Start of RECORD SET

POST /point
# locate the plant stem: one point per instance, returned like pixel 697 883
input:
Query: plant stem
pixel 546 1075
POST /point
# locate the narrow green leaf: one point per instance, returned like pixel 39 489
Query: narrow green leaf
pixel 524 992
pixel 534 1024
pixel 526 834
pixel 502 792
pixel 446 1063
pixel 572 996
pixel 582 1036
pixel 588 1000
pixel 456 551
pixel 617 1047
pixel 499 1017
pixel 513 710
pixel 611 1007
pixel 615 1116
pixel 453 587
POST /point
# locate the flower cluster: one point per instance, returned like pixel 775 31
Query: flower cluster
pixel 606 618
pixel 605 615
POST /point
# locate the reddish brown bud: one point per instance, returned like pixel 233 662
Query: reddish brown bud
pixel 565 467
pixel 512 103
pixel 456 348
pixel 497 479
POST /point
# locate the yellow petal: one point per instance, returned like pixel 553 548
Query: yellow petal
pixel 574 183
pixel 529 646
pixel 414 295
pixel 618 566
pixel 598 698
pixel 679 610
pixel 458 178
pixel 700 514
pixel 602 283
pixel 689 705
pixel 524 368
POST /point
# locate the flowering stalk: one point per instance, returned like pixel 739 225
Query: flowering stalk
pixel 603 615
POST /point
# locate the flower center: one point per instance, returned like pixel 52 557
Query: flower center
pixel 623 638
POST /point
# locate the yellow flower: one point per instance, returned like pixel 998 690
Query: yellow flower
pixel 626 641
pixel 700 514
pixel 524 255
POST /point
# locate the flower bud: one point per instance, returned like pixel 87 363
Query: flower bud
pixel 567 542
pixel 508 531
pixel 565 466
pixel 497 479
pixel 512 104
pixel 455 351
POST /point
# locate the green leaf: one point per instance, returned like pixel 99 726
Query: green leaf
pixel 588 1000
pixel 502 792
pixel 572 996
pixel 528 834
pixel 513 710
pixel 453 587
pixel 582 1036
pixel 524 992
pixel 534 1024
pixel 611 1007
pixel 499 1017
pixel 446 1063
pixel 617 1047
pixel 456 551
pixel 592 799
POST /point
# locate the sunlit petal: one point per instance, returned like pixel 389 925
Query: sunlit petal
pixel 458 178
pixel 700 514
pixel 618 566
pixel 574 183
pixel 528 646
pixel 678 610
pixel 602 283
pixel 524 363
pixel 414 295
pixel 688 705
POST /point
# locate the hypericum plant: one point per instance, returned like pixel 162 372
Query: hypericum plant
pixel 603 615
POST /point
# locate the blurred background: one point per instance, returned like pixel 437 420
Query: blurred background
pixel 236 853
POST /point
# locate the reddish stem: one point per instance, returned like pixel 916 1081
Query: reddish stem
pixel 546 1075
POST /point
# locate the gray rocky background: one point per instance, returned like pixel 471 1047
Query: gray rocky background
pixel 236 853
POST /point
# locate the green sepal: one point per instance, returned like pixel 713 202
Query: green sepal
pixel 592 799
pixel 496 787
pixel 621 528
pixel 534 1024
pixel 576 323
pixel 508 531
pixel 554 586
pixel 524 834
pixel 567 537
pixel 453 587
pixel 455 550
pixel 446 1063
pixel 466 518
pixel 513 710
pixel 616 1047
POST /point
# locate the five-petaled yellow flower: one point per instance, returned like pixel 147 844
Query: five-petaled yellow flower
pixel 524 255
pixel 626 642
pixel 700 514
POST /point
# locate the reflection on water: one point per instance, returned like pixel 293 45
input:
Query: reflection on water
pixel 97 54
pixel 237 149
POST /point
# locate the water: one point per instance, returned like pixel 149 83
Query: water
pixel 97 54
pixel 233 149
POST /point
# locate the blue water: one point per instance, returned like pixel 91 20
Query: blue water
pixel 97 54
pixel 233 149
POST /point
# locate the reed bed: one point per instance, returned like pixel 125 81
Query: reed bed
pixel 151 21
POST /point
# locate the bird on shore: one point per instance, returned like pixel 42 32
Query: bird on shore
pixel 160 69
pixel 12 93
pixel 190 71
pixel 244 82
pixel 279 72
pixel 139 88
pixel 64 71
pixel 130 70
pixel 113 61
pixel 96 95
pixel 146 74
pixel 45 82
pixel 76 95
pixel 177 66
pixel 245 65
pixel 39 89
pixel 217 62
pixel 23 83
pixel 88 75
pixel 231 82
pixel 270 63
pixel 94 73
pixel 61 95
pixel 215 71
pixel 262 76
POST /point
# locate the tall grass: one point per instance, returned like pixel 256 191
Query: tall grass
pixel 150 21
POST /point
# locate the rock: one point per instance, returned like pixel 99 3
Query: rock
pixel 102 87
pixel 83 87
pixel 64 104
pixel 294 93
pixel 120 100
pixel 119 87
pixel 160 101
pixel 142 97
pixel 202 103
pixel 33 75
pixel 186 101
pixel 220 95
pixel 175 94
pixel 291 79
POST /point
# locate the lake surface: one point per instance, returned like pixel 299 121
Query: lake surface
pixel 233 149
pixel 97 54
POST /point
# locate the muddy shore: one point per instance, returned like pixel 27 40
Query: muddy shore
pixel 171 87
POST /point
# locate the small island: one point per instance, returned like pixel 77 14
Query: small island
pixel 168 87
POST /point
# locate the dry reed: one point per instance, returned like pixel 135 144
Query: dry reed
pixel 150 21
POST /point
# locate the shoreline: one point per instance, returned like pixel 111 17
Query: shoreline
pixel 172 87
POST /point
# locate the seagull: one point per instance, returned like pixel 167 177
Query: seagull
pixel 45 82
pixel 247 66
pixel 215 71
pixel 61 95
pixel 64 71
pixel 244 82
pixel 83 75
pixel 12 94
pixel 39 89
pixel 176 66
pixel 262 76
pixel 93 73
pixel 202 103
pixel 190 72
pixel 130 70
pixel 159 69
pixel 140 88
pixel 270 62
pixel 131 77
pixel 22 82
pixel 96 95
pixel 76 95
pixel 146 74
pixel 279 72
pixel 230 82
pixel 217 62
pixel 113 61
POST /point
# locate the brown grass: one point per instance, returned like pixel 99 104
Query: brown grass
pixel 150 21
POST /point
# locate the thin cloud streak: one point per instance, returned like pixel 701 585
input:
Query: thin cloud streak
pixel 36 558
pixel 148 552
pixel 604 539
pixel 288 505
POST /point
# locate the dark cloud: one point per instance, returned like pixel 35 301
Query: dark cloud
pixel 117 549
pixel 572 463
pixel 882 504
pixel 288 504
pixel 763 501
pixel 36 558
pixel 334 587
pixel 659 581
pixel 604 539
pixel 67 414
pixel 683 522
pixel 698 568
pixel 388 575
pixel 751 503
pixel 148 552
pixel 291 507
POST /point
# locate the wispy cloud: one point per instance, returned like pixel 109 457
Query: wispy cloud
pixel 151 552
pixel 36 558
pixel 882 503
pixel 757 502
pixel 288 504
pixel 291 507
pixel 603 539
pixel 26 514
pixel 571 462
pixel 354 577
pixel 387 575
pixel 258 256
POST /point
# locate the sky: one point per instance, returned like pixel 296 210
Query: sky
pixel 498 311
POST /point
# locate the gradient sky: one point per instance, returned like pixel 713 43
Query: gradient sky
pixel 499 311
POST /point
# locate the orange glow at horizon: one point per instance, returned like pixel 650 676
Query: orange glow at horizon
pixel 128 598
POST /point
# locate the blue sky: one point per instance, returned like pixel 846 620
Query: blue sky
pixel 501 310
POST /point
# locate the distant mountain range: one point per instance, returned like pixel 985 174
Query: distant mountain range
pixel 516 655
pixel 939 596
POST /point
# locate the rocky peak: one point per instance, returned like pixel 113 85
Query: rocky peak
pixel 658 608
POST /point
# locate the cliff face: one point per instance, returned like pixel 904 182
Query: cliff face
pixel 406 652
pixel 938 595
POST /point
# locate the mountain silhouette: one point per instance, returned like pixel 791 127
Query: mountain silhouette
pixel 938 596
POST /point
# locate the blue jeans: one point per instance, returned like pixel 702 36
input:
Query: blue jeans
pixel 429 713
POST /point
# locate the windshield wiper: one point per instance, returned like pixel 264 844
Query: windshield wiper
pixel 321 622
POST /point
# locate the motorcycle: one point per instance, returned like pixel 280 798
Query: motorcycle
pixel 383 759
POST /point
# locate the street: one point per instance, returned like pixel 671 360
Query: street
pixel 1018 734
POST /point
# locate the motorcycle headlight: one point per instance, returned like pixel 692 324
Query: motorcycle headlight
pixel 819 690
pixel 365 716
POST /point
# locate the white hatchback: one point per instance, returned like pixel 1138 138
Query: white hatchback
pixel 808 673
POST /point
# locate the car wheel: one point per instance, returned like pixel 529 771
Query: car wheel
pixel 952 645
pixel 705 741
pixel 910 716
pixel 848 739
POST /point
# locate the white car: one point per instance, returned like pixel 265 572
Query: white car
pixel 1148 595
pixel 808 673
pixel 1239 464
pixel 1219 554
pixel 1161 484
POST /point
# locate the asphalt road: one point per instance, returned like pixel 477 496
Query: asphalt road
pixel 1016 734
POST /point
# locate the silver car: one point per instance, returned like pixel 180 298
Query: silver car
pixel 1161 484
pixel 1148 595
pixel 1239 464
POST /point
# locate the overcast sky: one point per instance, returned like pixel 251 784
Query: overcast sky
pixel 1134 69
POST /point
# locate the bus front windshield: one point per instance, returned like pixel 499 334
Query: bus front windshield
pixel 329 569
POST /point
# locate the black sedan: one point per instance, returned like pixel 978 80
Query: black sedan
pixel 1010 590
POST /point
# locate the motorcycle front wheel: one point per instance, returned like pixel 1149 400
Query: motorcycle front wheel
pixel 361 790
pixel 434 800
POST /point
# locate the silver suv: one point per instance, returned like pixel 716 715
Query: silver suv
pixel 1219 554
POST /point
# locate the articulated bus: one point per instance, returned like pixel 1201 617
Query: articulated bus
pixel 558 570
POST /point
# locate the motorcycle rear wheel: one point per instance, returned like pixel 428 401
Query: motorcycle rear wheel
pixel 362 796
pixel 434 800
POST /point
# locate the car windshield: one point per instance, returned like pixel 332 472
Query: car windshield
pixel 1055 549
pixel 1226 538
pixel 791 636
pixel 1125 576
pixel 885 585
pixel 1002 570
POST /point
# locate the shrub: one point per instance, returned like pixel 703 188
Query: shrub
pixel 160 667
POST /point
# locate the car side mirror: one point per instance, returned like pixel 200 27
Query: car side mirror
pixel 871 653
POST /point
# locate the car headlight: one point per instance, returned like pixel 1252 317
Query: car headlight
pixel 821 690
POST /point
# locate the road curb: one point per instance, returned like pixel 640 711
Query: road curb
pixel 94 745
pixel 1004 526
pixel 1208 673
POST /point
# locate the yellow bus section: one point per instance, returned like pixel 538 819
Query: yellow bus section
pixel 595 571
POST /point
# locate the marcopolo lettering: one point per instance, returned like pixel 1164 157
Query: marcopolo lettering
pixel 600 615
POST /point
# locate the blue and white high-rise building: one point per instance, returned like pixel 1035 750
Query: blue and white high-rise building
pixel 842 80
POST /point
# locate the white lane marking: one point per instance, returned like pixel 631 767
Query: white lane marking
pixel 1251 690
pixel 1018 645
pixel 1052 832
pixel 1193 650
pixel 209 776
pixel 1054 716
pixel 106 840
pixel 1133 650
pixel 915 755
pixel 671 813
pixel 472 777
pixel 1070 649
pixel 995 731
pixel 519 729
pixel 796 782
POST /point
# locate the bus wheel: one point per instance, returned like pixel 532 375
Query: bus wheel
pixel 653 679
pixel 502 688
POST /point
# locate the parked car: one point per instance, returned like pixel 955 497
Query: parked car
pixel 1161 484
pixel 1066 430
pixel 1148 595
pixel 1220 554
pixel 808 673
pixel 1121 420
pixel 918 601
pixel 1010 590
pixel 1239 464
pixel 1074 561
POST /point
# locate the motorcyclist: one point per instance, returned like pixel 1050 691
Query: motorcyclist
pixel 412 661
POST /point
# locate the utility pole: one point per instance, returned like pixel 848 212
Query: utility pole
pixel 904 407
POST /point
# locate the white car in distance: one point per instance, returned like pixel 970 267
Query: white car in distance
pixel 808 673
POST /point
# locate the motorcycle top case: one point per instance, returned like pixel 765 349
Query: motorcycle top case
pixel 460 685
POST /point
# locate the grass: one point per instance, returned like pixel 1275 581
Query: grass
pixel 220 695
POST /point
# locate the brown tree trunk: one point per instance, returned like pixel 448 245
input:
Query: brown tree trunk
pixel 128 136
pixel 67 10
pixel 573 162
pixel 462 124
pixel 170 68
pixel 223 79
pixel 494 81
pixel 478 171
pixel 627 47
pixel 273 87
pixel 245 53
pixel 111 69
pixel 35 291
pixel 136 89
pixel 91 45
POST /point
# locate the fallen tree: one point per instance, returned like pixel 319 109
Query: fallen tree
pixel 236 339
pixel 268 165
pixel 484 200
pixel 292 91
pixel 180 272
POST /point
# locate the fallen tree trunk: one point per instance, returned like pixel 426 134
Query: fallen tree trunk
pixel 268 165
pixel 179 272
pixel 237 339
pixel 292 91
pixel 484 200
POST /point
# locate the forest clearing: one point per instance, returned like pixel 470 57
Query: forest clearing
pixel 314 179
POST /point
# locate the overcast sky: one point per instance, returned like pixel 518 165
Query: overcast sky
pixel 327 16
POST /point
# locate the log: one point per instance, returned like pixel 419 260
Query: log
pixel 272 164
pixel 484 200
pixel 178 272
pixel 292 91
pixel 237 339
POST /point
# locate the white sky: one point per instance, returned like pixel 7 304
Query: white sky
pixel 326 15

End of RECORD SET

* _EXERCISE TASK_
Gather every line in the records above that contains the string "distant", matching case exactly, and copy each one out.

* _THE RESULT_
# locate the distant mountain range: one point per instance, returned like pixel 985 174
Query: distant mountain range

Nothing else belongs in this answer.